Entries drawn from a collection
##########

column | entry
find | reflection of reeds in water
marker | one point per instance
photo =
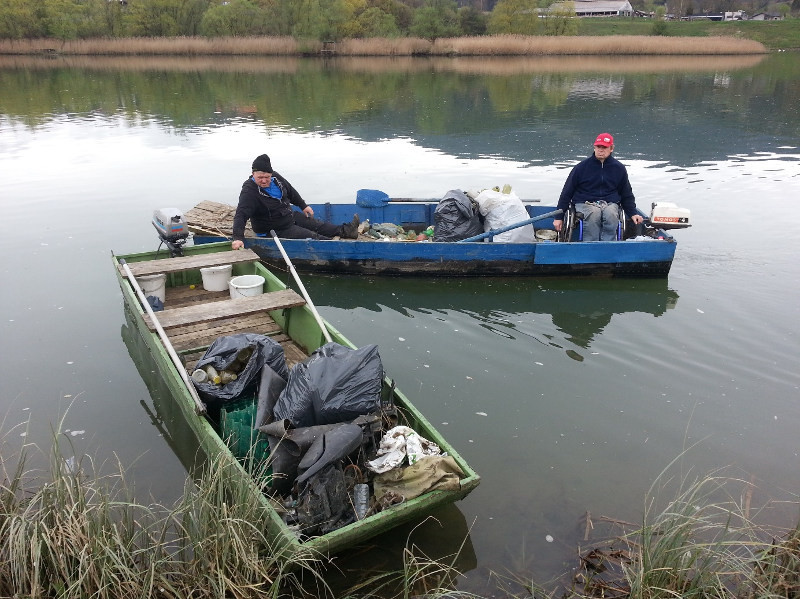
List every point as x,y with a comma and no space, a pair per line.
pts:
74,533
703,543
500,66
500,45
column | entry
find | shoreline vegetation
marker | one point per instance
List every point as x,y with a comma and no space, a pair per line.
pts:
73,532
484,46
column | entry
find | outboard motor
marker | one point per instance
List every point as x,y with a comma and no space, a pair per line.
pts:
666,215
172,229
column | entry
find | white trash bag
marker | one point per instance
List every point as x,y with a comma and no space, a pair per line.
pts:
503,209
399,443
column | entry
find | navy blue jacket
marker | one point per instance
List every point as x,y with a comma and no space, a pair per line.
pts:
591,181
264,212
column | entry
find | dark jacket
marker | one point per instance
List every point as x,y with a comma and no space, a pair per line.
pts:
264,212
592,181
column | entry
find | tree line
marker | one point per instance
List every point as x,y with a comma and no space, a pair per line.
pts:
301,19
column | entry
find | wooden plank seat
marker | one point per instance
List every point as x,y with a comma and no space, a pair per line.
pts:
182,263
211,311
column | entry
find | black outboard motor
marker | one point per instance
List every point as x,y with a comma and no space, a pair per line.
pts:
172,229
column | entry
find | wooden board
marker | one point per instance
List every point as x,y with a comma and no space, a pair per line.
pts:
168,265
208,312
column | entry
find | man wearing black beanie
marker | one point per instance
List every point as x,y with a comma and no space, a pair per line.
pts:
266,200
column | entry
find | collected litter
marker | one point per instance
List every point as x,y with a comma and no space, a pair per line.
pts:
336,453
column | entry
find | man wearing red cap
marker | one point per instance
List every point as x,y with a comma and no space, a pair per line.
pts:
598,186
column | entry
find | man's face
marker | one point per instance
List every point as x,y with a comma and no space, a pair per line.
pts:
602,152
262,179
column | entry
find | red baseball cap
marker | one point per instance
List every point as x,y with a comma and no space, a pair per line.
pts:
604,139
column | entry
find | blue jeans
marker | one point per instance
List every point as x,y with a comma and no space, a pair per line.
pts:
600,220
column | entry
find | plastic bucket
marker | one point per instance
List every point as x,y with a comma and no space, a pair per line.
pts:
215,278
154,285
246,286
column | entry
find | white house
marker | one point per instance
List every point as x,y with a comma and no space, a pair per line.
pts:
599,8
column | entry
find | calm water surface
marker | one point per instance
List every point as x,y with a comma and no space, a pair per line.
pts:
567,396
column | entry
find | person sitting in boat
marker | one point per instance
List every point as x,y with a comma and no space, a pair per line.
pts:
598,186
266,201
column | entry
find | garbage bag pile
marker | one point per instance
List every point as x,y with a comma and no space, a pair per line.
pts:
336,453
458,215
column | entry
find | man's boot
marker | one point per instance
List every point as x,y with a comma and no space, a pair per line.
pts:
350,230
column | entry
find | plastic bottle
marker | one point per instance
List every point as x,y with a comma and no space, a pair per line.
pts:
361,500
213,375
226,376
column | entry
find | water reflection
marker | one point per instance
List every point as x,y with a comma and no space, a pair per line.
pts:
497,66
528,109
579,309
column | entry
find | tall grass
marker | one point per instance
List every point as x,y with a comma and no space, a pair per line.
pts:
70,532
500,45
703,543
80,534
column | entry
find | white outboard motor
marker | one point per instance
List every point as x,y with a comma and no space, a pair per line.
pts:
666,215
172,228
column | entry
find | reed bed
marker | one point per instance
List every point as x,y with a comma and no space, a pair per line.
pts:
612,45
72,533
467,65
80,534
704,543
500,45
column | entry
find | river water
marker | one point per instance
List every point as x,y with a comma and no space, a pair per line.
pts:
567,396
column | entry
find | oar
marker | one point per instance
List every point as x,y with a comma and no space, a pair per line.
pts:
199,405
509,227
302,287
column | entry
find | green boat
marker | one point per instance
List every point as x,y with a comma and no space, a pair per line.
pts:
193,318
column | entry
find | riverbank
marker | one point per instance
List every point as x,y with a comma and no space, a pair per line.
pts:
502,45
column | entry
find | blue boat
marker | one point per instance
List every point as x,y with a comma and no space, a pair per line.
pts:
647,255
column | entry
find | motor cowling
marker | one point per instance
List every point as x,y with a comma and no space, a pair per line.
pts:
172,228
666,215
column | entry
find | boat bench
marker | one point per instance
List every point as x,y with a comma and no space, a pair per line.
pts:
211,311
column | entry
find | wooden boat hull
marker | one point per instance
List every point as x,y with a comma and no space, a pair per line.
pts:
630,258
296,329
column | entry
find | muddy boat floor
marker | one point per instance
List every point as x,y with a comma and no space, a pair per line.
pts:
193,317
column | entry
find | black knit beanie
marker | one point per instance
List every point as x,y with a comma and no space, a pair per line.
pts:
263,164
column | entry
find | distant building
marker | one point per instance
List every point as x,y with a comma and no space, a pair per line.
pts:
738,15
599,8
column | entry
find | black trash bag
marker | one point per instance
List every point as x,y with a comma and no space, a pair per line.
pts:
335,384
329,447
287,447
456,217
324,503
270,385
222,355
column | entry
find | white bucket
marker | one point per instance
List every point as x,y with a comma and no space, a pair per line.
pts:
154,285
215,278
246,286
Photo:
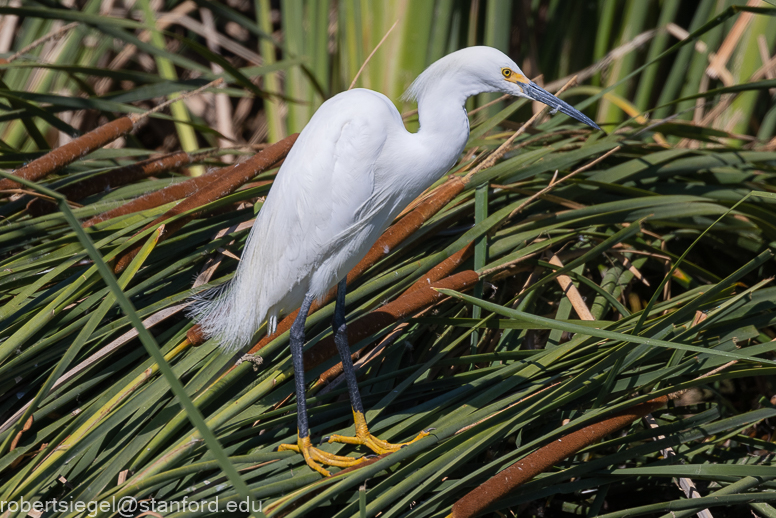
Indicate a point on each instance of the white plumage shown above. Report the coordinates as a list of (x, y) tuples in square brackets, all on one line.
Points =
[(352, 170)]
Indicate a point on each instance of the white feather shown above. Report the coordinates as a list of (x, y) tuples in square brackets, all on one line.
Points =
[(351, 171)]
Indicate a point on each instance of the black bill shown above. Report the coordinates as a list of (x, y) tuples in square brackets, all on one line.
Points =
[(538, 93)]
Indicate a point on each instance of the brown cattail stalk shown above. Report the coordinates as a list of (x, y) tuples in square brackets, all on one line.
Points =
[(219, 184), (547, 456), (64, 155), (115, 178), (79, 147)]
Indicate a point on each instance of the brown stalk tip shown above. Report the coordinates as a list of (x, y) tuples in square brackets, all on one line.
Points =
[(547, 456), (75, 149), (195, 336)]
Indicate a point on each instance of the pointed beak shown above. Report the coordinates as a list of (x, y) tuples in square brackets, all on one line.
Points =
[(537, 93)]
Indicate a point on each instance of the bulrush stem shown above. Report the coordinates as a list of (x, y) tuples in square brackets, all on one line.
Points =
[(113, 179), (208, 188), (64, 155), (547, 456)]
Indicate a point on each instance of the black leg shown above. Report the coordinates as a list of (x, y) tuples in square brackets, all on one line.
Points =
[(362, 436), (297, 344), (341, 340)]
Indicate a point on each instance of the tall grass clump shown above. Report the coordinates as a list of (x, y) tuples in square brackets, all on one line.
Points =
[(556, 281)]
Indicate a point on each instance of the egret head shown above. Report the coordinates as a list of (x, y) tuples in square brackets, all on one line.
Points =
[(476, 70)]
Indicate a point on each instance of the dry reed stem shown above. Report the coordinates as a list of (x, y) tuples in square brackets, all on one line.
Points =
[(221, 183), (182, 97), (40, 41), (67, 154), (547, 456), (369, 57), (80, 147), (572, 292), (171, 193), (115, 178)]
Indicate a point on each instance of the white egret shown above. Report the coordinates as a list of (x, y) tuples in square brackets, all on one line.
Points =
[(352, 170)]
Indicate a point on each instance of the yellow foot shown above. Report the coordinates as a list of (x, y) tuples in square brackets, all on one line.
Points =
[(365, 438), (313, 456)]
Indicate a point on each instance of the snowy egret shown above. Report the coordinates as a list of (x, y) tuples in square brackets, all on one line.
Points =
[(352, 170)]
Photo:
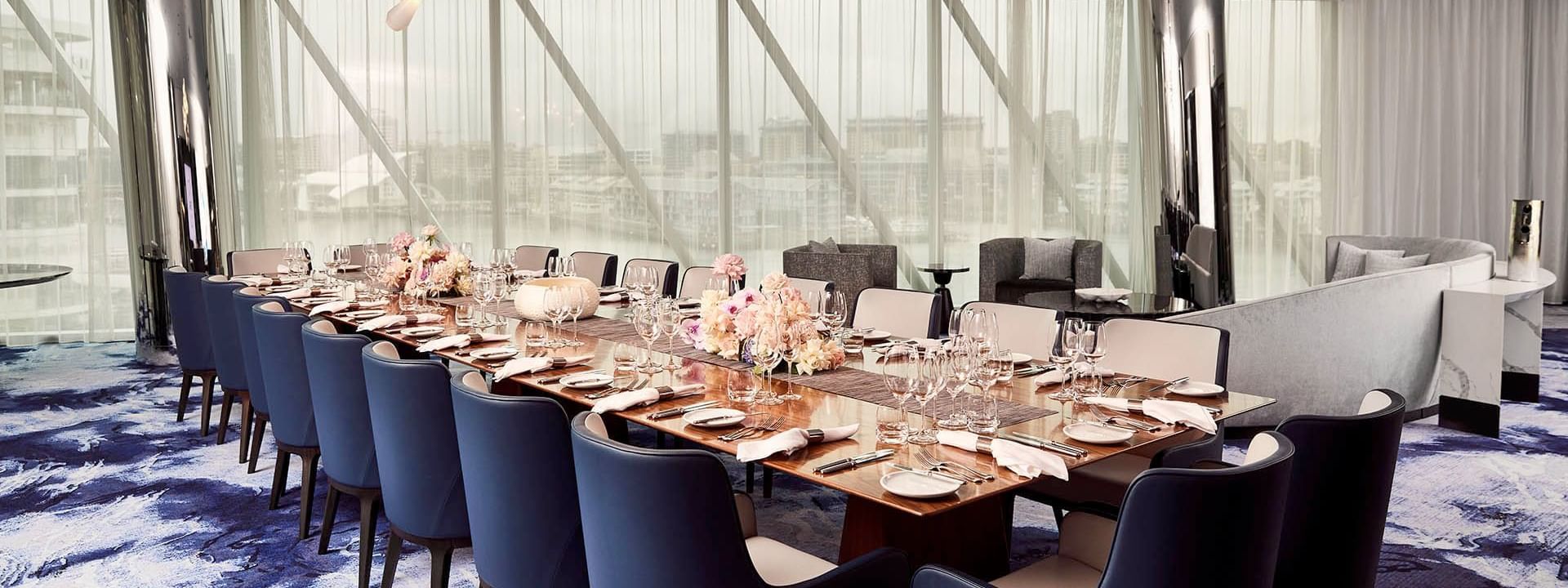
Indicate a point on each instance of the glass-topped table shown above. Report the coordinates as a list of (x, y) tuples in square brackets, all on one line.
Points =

##########

Objective
Arrange the lines from the one containing "Indicate a point on each instance of the tall" through the end of the records as a Markdown table with the columns Row and Text, giving each line its row number and skipping blank lines. Leave the pictures out of the answer.

Result for this task
| Row | Text |
|---|---|
| 1 | Indicate a point on each instance of the tall grass clump shown above. Report the coordinates as a list of (x, y) tuples in square brackets, all on one line. |
| 2 | Points = |
| 3 | [(556, 281)] |
| 4 | Indicate a point on each instance of the egret head shown above. Report the coordinates as a list of (x, y) tuples in square brackets, all on one line. |
| 5 | Points = |
| 6 | [(476, 70)] |
| 7 | Indicate a point on each instance of the dry reed stem shown above. Report the coordinates as a list of (x, y) tuples in square brackets, all on one line. |
| 8 | Points = |
| 9 | [(221, 183), (182, 97), (40, 41), (67, 154), (547, 456), (369, 57), (80, 147), (572, 292), (171, 193), (115, 178)] |
| 10 | Indicate a point on each instance of the white egret shown above. Report the coordinates as a list of (x, y) tuples in square brackets, all on one line. |
| 11 | Points = |
| 12 | [(352, 170)] |
| 13 | Indicate a point on each instance of the yellow foot shown above. Report the coordinates as a list of (x, y) tuples in square brackets, all on one line. |
| 14 | Points = |
| 15 | [(365, 438), (313, 456)] |
| 16 | Indicate a point on each instance of the snowy egret shown above. Report the coordinates as a list of (x, y) tuples in square brackets, all on one line. |
| 17 | Points = |
| 18 | [(352, 170)] |
| 19 | Photo: |
| 20 | Indicate a point on each instance of the glass-topped table shown above. Report the coordinates as a list of (x, y) tuples in square brackets, all on one line. |
| 21 | Points = |